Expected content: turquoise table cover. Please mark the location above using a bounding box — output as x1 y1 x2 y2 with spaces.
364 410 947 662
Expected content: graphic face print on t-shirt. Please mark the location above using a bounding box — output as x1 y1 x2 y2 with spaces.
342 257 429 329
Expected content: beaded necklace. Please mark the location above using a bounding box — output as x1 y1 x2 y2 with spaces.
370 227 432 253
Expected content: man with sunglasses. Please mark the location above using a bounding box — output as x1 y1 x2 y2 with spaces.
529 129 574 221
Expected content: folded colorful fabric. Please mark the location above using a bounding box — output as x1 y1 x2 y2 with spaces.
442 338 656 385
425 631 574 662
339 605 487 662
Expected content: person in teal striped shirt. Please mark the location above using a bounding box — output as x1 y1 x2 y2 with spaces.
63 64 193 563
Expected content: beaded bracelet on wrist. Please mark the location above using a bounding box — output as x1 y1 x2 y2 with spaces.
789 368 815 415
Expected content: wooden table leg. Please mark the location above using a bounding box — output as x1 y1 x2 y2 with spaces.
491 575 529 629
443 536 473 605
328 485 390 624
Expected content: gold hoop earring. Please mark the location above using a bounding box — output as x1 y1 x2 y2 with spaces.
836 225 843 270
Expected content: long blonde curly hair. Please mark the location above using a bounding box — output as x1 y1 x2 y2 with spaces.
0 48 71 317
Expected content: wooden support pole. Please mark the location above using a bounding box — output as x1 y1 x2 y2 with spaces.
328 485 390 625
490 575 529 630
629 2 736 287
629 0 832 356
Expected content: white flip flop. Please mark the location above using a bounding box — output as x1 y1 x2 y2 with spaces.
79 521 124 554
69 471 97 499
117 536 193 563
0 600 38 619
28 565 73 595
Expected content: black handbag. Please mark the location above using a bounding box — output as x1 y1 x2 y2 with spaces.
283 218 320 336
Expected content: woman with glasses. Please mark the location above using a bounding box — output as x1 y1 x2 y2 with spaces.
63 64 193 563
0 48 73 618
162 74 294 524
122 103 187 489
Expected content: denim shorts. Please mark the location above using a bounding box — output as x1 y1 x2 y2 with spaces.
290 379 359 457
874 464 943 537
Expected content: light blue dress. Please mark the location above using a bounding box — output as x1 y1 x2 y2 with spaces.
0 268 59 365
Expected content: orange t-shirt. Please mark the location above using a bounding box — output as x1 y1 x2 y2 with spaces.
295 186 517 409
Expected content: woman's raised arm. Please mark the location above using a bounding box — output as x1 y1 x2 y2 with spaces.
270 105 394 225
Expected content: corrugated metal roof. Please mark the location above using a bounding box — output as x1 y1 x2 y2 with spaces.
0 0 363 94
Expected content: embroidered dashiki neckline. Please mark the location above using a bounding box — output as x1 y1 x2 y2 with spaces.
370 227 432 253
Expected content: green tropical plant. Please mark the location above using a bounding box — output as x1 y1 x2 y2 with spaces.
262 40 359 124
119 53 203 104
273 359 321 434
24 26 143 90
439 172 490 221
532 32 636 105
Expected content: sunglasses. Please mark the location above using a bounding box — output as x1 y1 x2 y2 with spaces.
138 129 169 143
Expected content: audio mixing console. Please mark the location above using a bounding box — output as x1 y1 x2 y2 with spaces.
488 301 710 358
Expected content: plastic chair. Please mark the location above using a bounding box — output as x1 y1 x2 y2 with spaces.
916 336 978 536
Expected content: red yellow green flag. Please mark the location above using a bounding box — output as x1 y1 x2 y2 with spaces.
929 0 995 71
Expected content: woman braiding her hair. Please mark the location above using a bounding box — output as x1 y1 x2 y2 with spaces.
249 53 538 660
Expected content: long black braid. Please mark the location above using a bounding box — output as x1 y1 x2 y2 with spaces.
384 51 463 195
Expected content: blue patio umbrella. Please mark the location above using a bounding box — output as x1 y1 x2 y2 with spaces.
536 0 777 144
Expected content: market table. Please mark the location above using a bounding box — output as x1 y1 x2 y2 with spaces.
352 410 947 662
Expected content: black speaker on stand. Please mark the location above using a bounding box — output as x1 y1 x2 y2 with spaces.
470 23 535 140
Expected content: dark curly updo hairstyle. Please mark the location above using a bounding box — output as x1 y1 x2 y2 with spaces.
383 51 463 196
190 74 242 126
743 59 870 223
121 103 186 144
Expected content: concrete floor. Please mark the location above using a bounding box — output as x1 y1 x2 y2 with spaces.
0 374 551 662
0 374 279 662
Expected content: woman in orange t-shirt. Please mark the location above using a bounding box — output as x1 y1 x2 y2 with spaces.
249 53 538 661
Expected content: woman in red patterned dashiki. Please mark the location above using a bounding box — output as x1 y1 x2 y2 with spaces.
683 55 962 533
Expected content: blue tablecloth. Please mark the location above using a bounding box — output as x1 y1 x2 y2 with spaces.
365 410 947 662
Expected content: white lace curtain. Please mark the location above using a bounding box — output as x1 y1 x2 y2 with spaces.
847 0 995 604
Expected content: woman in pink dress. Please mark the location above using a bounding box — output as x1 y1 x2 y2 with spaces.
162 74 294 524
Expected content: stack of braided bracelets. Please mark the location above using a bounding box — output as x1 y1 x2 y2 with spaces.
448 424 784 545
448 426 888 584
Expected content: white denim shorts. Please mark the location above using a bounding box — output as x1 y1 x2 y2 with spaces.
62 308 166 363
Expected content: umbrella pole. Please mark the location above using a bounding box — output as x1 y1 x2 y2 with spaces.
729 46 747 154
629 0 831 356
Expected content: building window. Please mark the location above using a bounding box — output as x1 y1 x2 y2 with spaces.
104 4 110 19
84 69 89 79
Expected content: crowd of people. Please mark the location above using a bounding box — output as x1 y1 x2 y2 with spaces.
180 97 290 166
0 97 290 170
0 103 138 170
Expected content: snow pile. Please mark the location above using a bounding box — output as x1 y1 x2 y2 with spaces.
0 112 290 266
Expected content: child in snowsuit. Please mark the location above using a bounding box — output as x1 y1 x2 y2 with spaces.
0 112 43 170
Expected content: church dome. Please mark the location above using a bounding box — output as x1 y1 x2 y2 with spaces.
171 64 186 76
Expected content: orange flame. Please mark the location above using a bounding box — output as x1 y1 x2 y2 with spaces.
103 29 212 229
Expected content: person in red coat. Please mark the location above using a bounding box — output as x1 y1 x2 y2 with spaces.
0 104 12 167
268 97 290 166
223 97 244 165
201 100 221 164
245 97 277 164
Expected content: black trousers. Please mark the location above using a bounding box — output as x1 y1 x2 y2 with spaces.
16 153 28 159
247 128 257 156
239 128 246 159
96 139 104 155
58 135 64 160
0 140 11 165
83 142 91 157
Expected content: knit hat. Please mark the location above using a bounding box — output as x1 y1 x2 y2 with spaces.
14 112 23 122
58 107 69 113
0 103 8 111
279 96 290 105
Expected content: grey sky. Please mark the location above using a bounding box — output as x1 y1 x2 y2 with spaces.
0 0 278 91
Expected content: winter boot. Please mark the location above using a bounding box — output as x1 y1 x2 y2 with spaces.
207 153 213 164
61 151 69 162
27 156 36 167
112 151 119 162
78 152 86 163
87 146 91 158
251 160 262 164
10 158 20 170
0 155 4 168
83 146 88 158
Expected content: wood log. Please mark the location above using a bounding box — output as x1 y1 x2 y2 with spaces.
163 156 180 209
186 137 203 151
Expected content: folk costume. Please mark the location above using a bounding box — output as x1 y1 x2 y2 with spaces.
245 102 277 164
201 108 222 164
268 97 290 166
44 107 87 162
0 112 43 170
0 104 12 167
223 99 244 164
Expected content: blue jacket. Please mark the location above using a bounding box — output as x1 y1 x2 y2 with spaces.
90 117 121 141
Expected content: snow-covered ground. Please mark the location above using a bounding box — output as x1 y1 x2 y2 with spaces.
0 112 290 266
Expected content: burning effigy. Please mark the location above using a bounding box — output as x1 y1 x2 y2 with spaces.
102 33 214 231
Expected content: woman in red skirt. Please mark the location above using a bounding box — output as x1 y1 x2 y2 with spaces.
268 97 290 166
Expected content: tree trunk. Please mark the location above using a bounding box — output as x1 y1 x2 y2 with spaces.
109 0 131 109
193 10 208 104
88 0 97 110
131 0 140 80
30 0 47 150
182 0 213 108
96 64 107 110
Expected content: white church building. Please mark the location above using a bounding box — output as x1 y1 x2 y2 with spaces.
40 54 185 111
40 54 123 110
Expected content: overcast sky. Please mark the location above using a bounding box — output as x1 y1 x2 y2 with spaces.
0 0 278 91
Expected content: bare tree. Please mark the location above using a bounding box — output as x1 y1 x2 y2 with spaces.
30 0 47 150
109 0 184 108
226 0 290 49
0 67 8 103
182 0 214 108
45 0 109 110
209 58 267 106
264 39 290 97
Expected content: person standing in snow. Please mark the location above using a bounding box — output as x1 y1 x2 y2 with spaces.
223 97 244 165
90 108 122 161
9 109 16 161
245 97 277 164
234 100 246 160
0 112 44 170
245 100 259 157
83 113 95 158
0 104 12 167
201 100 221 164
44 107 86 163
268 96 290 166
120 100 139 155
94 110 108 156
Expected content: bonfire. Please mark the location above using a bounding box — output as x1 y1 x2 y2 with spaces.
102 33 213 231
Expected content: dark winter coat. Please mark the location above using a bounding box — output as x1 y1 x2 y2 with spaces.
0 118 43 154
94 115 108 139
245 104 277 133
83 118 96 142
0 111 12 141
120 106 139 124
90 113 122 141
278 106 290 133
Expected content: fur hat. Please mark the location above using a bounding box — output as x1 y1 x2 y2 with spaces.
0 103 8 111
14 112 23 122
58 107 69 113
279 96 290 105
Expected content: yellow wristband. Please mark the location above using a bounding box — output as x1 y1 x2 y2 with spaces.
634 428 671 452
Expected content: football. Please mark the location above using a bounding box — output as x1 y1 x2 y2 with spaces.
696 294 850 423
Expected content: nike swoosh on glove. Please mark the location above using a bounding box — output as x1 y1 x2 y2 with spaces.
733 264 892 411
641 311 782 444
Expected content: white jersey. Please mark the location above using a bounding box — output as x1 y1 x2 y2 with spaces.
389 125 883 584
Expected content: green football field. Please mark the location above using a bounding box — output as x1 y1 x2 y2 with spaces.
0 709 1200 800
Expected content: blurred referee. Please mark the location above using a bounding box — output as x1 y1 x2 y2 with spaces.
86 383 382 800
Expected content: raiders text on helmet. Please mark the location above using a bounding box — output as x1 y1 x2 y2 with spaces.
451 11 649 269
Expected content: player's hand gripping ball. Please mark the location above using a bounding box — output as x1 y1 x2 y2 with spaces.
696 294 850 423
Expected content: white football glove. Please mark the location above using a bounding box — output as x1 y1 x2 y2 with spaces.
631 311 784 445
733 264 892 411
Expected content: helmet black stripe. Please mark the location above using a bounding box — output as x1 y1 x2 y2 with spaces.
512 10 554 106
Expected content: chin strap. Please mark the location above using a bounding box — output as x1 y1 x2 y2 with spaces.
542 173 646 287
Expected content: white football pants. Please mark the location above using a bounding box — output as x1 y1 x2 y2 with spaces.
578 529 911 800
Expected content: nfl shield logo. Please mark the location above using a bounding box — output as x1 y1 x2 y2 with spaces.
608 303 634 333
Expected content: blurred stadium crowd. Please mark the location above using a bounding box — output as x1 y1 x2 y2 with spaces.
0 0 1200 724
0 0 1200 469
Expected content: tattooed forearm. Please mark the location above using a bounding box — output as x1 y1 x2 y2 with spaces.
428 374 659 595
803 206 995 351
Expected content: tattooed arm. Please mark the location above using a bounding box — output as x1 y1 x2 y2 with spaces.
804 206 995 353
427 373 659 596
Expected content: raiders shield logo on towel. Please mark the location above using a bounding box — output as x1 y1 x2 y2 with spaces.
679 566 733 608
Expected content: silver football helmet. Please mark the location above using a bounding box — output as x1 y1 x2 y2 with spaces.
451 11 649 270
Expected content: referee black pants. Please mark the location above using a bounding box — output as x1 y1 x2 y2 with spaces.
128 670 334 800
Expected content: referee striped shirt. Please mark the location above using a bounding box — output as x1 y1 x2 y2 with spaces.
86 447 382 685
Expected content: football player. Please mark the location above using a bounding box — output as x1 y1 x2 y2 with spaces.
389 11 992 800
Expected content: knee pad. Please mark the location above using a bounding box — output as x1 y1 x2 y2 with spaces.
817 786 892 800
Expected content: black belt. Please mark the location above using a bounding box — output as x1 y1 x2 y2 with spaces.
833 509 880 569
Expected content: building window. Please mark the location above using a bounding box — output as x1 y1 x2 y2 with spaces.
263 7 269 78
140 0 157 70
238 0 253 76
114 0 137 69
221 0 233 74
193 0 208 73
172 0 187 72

================

■ **Aim**
Could you copy out, word for word, the lines from the one containing "Expected content: long blonde" through the one containing "0 268 59 365", both included?

■ **Task solution**
Expected content: long blonde curly hair. Please mark the location above using a bounding box — output as x1 y1 x2 y2 with spaces.
0 48 71 317
Expected content: wooden support pole. Please mark the location above using a bounding box — output as x1 y1 x2 y2 with spaces.
328 485 390 625
490 575 529 630
629 2 736 287
629 0 832 356
Expected content: white flip flop. Please mark the location above using a bounding box — output as x1 y1 x2 y2 with spaces.
79 521 124 554
69 471 97 499
117 536 193 563
0 600 38 619
28 565 73 595
Expected content: black handbag. Please mark the location above using a bounding box — output as x1 y1 x2 y2 with spaces.
283 218 320 336
Expected content: woman with glasses. Please mark the location above using a bounding box — output as x1 y1 x2 y2 with spaces.
63 64 193 563
0 48 73 618
162 74 294 524
122 103 187 489
Expected content: denim shorts. Please mark the location above using a bounding box — output as x1 y1 x2 y2 with spaces.
290 379 359 457
874 464 943 537
Expected content: light blue dress. Please mark the location above using a bounding box — output as x1 y1 x2 y2 with spaces.
0 268 59 365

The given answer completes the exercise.